**** Text extract ****

WASHINGTON, May 16 (Xinhuanet) -- The Newsweek magazine retracted on Monday a report that claimed US interrogators at Guantanamo Bay, Cuba, had desecrated the Koran, and has caused widespread protests across the Muslim world.
"Based on what we know now, we are retracting our original story that an internal military investigation had uncovered Koran abuse at Guantanamo Bay," Newsweek Editor Mark Whitaker said in a statement.
The move came a day after the magazine said that parts of the article might be wrong. "We regret that we got any part of our story wrong, and extend our sympathies to victims of the violence and to the US soldiers caught in its midst," Whitaker wrote in the magazine's latest issue, due to be on US newsstand on Monday.
Earlier on Monday, White House spokesman Scott McClellan said the article "has had serious consequences" and had damaged US image abroad. "People have lost their lives. The image of the United States abroad has been damaged," he said.

**** Listed entries ****

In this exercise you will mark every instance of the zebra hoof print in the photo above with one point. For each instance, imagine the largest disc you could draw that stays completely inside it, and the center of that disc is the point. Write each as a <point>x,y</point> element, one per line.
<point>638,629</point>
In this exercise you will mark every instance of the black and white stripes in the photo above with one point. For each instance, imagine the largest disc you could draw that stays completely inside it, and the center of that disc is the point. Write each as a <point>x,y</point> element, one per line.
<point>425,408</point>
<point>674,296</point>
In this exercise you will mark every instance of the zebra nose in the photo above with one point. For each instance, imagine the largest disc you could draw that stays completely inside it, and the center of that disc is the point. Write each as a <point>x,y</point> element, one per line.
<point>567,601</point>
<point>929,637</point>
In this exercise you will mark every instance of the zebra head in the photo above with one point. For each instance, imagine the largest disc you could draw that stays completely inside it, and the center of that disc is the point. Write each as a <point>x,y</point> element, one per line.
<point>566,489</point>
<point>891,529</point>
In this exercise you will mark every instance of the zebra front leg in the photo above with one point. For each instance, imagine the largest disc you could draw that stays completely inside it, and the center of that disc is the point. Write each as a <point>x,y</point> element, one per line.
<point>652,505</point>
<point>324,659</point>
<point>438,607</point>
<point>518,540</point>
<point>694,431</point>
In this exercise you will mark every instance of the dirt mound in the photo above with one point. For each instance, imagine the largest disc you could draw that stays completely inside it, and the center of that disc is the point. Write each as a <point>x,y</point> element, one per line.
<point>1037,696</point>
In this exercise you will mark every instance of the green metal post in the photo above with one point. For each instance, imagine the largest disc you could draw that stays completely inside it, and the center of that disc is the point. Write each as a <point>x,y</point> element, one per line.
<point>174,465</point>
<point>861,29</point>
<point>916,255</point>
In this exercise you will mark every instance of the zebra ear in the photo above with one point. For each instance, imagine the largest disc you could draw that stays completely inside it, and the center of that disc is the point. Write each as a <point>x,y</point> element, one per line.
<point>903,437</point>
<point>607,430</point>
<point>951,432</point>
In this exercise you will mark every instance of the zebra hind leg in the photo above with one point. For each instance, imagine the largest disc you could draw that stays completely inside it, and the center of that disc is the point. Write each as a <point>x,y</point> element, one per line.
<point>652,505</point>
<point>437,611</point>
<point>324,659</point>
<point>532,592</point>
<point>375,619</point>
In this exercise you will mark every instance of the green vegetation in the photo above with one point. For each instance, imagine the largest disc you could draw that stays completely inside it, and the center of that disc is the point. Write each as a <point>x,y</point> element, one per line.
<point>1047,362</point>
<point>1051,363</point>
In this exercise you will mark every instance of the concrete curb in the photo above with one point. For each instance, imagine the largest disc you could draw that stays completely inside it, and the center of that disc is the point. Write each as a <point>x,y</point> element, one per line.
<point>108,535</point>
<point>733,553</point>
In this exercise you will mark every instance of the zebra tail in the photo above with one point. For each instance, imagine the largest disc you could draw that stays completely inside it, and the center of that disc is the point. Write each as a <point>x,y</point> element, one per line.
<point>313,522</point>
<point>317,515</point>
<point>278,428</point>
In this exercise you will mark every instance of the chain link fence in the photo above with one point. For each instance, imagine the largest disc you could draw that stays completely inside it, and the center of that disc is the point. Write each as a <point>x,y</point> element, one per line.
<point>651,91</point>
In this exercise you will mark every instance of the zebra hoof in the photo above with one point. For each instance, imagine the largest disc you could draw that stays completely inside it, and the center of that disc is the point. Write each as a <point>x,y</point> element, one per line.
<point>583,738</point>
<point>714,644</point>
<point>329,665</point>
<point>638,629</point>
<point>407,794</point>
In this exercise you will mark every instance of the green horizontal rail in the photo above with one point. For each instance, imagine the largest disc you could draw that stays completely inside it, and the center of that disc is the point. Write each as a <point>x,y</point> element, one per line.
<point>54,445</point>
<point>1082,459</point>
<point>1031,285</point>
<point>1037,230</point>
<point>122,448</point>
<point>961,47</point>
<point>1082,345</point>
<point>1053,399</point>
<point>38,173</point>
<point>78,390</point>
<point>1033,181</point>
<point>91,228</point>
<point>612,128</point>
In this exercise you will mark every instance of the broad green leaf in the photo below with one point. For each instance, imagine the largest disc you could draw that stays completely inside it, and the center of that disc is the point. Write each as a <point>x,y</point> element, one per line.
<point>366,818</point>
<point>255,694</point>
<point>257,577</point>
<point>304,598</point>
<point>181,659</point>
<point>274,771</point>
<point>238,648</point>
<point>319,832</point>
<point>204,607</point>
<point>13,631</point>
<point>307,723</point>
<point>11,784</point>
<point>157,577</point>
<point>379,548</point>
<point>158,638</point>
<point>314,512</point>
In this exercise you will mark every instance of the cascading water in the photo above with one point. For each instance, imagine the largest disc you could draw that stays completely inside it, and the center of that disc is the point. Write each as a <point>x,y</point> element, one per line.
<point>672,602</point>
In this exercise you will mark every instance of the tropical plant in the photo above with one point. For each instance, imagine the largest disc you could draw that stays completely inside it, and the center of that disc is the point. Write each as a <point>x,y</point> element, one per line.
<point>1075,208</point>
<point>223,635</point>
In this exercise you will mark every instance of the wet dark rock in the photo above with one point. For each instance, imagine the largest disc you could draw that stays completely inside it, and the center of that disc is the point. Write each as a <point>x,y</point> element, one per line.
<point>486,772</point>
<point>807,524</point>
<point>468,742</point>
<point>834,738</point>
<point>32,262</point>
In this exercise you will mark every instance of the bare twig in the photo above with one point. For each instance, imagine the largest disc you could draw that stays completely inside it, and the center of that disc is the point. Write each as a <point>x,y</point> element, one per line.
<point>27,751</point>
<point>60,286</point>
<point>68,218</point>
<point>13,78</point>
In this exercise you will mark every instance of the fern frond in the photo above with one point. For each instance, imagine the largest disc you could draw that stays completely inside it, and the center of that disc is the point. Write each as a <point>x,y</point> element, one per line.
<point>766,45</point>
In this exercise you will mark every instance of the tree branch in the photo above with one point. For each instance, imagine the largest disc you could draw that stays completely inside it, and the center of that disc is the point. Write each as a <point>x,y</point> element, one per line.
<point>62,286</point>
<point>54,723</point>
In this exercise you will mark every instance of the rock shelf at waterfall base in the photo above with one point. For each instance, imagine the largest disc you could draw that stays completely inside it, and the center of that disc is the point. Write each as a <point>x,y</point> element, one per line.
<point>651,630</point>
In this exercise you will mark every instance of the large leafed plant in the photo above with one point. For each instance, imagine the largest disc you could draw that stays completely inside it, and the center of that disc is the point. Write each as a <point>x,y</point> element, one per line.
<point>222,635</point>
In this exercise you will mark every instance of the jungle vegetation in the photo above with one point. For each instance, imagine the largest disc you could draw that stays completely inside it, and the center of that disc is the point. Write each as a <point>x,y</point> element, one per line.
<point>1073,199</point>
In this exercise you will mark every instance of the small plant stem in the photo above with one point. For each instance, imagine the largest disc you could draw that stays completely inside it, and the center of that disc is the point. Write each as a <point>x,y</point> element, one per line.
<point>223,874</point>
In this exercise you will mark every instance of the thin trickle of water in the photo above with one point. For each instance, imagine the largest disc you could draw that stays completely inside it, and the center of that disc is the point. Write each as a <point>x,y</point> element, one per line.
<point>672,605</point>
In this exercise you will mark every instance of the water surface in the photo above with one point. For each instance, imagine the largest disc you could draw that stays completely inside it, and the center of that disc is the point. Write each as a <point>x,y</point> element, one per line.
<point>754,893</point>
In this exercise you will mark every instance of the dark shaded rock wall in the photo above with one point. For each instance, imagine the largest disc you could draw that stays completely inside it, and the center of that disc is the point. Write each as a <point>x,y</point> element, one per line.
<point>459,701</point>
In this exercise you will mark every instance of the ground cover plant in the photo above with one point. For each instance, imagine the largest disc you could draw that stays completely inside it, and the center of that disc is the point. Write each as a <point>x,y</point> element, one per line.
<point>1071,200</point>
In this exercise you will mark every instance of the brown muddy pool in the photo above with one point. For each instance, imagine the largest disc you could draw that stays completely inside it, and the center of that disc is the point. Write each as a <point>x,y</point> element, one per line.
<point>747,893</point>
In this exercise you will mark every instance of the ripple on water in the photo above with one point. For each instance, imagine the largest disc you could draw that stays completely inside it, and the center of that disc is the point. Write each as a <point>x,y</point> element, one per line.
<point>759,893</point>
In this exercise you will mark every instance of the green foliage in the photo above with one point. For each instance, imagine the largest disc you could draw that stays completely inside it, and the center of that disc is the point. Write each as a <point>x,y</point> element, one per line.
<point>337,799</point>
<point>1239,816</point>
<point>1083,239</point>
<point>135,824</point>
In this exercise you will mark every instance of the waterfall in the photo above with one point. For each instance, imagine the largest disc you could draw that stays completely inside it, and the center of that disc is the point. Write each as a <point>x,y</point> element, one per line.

****

◆ Challenges
(1) Update the news article on the Newsweek retraction, beginning at the words "WASHINGTON, May 16" and stopping after "in a statement.", with "Koran" changed to "Quran".
(2) List every place name (city, country, or locality) that appears in the news article on the Newsweek retraction.
(3) In the news article on the Newsweek retraction, who is identified as the White House spokesman?

◆ Answers provided
(1)
WASHINGTON, May 16 (Xinhuanet) -- The Newsweek magazine retracted on Monday a report that claimed US interrogators at Guantanamo Bay, Cuba, had desecrated the Quran, and has caused widespread protests across the Muslim world.
"Based on what we know now, we are retracting our original story that an internal military investigation had uncovered Quran abuse at Guantanamo Bay," Newsweek Editor Mark Whitaker said in a statement.

(2)
- Washington
- Guantanamo Bay
- Cuba
- United States (also written as US)

(3) Scott McClellan.